- [Task directions] Gather every line of the material below that contains the string "tree". Treat uppercase and lowercase as different.

- [Given records]
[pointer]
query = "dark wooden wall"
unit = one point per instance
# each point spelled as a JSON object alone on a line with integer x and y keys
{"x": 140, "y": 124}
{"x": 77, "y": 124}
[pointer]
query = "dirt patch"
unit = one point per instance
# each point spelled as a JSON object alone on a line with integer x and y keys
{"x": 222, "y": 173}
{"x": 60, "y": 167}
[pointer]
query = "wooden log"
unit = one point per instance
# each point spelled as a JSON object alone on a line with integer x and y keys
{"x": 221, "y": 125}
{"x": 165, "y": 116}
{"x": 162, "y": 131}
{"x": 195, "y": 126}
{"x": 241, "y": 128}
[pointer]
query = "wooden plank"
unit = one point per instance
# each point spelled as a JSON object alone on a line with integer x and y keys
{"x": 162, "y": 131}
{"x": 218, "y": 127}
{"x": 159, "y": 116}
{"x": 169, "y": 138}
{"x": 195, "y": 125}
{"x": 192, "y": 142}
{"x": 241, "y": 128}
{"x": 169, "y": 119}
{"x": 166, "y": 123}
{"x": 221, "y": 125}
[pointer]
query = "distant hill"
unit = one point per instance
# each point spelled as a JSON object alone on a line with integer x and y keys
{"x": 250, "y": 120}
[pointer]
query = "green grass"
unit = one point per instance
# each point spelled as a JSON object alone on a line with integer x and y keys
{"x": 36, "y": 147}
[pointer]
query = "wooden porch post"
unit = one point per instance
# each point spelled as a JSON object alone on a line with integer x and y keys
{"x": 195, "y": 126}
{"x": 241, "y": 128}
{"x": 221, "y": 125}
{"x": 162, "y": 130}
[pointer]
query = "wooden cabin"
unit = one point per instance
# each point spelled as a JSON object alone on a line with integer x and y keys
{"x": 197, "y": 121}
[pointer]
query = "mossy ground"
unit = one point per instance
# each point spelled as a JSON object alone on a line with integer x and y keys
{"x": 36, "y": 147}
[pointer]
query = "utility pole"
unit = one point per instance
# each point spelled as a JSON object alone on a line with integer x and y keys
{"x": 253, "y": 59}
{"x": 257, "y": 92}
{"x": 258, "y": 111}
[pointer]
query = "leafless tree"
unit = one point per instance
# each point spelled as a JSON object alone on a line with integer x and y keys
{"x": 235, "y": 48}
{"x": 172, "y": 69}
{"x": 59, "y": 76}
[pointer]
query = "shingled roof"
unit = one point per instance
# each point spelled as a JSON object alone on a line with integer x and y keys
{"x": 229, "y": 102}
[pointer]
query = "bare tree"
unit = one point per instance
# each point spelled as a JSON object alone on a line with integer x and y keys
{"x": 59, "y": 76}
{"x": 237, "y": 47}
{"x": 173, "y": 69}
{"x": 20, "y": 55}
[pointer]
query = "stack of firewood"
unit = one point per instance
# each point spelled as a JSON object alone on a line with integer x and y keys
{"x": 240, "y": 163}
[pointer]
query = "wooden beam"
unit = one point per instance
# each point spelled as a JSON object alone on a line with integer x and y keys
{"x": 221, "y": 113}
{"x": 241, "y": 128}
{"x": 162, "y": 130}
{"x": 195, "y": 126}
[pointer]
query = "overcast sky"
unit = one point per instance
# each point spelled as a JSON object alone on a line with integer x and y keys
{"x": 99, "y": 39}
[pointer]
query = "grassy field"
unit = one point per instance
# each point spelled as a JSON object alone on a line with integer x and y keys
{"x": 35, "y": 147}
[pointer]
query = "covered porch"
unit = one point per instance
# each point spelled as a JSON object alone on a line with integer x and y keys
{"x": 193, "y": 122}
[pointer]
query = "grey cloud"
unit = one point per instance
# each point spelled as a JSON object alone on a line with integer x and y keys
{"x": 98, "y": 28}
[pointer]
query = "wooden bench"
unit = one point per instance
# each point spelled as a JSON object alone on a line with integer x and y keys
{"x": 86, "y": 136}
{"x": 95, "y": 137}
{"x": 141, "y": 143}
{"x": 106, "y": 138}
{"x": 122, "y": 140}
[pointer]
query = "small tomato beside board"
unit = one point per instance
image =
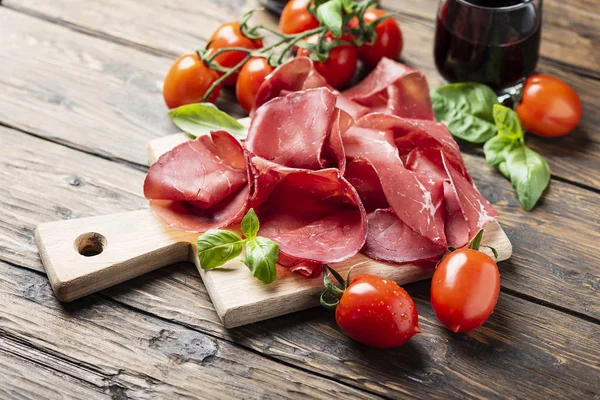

- [Exercise response]
query = "leafless tree"
query = "bare tree"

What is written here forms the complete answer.